Insurance: What is Needed at Each Life Stage? (Part 1)
I often find it interesting to encounter young, single individuals who support no one other than themselves holding large life insurance policies. Equally as baffling is to encounter wealthy, older people paying exorbitant insurance premiums on their relatively expensive foreign automobiles. Most of the time, individuals in either of these scenarios are simply over-insured.
Of course, many professionals would say that the problem of not having sufficient insurance is much more widespread.
So, I have attempted to create a chart here that lays out WHAT insurance most people need and WHEN in their lives they will need it, and I will further explain the rationale behind holding each type of insurance below the chart. Note that this information is not a substitute for professional advice based on your particular situation, but rather for informational purposes only.
TYPICAL INSURANCE NEEDS ORGANIZED BY LIFE STAGE

Automobile Collision Insurance: Most people think of automobile insurance as “automatic”–something they will get and must get if they own and drive a vehicle. That IS true in almost every state when it comes to liability coverage, which covers costs related to other individuals’ involved in an accident that is determined to be your fault. You definitely want to maintain liability insurance, as lawsuits and other issues could drive up claim amounts to high levels unpredictably. However, collision insurance is designed to cover damage to YOUR vehicle when you are at fault in an accident, and is not actually required in most states. If you own a vehicle outright, and have no loan you owe money on, you can very likely opt NOT to have collision coverage. This makes sense to do if you can stomach potentially writing a check for the full cost of a replacement vehicle in the unfortunate event you cause an accident that totals your car. Many people in their 50′s, 60′s and beyond self-insurance all automobile incidents, as they have sufficient wealth to cover such incidents without it drastically affecting their assets or lifestyle, and they know they will very likely spend less over the years than by paying collision insurance premiums year after year– particularly if they have historically been a safe driver.

◆ **Dataset excerpts**
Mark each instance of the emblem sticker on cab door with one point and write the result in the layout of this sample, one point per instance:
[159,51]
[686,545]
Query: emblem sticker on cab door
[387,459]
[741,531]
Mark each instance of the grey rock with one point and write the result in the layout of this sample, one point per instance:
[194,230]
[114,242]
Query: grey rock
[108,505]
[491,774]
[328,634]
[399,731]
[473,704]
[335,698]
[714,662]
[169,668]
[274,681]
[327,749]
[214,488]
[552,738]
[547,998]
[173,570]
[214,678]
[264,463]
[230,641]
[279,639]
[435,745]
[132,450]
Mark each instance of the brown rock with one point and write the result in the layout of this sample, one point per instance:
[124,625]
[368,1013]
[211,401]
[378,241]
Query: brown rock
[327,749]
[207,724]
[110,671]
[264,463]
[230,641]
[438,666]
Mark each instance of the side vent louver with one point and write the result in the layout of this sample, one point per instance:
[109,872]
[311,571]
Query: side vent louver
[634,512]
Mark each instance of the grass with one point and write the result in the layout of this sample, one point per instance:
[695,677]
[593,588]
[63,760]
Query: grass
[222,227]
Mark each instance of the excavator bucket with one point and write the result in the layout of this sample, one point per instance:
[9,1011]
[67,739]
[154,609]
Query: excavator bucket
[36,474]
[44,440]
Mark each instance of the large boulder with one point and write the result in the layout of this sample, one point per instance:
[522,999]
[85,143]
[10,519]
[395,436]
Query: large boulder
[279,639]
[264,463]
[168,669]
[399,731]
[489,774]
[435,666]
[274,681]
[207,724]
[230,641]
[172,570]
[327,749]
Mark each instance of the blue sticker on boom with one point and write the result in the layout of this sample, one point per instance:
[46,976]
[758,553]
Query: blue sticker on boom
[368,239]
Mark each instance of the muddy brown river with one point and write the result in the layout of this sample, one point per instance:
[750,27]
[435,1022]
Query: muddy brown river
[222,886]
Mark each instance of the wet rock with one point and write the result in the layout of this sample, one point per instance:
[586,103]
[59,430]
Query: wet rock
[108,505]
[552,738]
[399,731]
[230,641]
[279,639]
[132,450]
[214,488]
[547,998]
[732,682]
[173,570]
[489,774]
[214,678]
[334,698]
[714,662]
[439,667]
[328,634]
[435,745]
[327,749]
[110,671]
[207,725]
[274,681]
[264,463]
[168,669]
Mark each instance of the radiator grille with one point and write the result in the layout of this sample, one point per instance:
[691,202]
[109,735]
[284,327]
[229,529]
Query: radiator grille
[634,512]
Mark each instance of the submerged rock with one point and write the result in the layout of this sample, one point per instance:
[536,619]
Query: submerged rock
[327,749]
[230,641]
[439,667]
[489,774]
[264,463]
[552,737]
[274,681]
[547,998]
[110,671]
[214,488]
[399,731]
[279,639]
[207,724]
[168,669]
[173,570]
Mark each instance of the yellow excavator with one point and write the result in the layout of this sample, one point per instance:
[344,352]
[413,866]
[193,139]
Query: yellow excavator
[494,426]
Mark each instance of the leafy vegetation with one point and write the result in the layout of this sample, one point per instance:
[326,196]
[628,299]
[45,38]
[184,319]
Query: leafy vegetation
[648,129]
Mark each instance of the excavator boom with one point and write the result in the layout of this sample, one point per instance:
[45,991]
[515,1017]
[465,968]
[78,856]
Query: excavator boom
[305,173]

◆ **Exercise instructions**
A - Rewrite the part of the insurance passage starting at "I often find" and ending at "are simply over-insured.", putting "puzzling" in place of "baffling".
B - In the insurance passage, what is collision insurance designed to cover?
C - Carry on the insurance passage from the point where it stops.

◆ **Answers to the exercise**
A -
I often find it interesting to encounter young, single individuals who support no one other than themselves holding large life insurance policies. Equally as puzzling is to encounter wealthy, older people paying exorbitant insurance premiums on their relatively expensive foreign automobiles. Most of the time, individuals in either of these scenarios are simply over-insured.

B - Damage to your own vehicle when you are at fault in an accident.

C -
Health Insurance: Regardless of where you stand on this hot-button issue philosophically and politically, the fact remains that if you are able to hold health insurance, you should do so.
The TYPE of health coverage you carry, however, may different throughout your life. If you are self-employed or have an individual policy and are in your 50′s or older, you may find that an insurance plan with a high deductible ($5,000 or $10,000), basically designed to cover major medical issues, is extremely affordable and may make sense to take advantage of if you can afford regular cash outlays for ongoing minor medical needs and medications. Such catastrophic coverage often costs just a FRACTION of what typical health insurance plans would cost.
There is one important thing to keep in mind with health insurance, however: One should never attempt to fully self-insure themselves in this area, because the frequency, odds, and costs of medical problems vary greatly and are very difficult to predict. Even with significant assets at your disposal, those assets could quickly be exhausted with major surgeries and expensive treatments in many situations. Insurance is at its best when it protects individuals against sudden, catastrophic losses that those individuals could not fund themselves. So, for the best overall cost control, many people in average health will find it advantageous to participate in their employer’s group health insurance plan, or if such a plan is not made available to them, to instead hold a high-deductible individual plan and save for ongoing expenses — either way, they should have some form of health insurance coverage throughout their entire life.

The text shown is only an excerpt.